Task directions: The whole of the material needs to be repeated exactly, line for line.

Data to examine:
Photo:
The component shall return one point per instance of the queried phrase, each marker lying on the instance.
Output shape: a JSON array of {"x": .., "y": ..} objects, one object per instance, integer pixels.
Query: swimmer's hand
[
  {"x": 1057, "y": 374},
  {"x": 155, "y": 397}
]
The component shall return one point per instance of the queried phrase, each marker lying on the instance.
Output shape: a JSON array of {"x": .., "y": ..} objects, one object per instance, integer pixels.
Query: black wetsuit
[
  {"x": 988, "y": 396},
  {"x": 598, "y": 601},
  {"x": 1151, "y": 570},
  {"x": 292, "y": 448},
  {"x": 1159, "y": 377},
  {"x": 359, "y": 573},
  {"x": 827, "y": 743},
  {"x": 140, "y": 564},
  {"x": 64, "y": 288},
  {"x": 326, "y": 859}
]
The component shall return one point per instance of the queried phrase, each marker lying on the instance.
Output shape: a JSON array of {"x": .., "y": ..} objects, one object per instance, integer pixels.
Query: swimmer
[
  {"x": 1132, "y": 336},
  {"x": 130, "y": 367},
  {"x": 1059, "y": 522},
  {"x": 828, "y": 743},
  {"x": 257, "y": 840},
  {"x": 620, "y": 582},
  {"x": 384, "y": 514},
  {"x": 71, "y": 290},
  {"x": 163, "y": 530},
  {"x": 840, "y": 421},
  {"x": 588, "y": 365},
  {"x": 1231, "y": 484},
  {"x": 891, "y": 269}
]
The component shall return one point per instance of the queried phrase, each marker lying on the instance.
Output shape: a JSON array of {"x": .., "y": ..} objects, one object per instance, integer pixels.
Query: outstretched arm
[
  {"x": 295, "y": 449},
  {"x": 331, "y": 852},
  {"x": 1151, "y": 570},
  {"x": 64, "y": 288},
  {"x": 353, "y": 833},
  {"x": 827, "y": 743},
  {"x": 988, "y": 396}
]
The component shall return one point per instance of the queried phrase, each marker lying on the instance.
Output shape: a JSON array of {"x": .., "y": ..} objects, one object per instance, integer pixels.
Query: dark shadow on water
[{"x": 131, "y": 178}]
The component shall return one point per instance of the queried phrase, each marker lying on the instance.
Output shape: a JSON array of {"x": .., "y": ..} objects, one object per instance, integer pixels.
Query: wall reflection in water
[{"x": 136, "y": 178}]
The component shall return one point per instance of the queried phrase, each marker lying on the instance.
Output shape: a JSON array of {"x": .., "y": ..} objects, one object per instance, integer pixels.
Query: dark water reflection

Solution:
Photo:
The component shall return one point per instance of the queried phrase, each marker lying on the instance.
Output shape: a JSON array of {"x": .., "y": ..} objects, one object per instance, integer pixels.
Query: swimmer's hand
[
  {"x": 1057, "y": 374},
  {"x": 155, "y": 397}
]
The component shall return one point per instance of the queried phrase, each marker lying on the instance.
Output shape: a JSON array of {"x": .., "y": ..} objects, one object per instance, integer pixels.
Query: black wetsuit
[
  {"x": 988, "y": 396},
  {"x": 598, "y": 601},
  {"x": 1151, "y": 570},
  {"x": 292, "y": 448},
  {"x": 1159, "y": 377},
  {"x": 359, "y": 573},
  {"x": 827, "y": 743},
  {"x": 140, "y": 564},
  {"x": 64, "y": 288},
  {"x": 326, "y": 859}
]
The component shall return one point per instance of the queried phrase, each marker lying on the instance.
Output shape: a JSON array of {"x": .., "y": ..} objects, one object per instance, integer pixels.
Query: swimmer
[
  {"x": 1132, "y": 336},
  {"x": 130, "y": 367},
  {"x": 1059, "y": 522},
  {"x": 828, "y": 743},
  {"x": 257, "y": 840},
  {"x": 620, "y": 582},
  {"x": 384, "y": 514},
  {"x": 71, "y": 290},
  {"x": 163, "y": 530},
  {"x": 840, "y": 421},
  {"x": 588, "y": 365},
  {"x": 1231, "y": 484},
  {"x": 891, "y": 269}
]
The component shall return one point per instance of the queried phrase, each marker lying on the instance.
Output shape: a JSON array of {"x": .., "y": ..} objects, one object per instance, integer pixels.
Query: outstretched arm
[
  {"x": 295, "y": 449},
  {"x": 331, "y": 852},
  {"x": 1151, "y": 570},
  {"x": 64, "y": 288},
  {"x": 353, "y": 833},
  {"x": 827, "y": 743},
  {"x": 988, "y": 396}
]
The component shall return one point per instance of the queried phrase, each marker lying on the instance.
Output shape: a JSON array of {"x": .., "y": ..} objects, one object per instance, integer pixels.
Query: dark shadow on water
[{"x": 131, "y": 178}]
The component shall return one point per instance of the queried phrase, each marker lying on the instance.
Output shape: a JSON array of {"x": .., "y": ..} objects, one object per instance, integer pixels.
Query: wall reflection in water
[{"x": 136, "y": 178}]
The component shall return one point per instance of the queried phrase, each marker lying on the instance.
Output shape: a JSON array of {"x": .., "y": ..} objects, one object per instance, integer pixels.
Query: dark water reflection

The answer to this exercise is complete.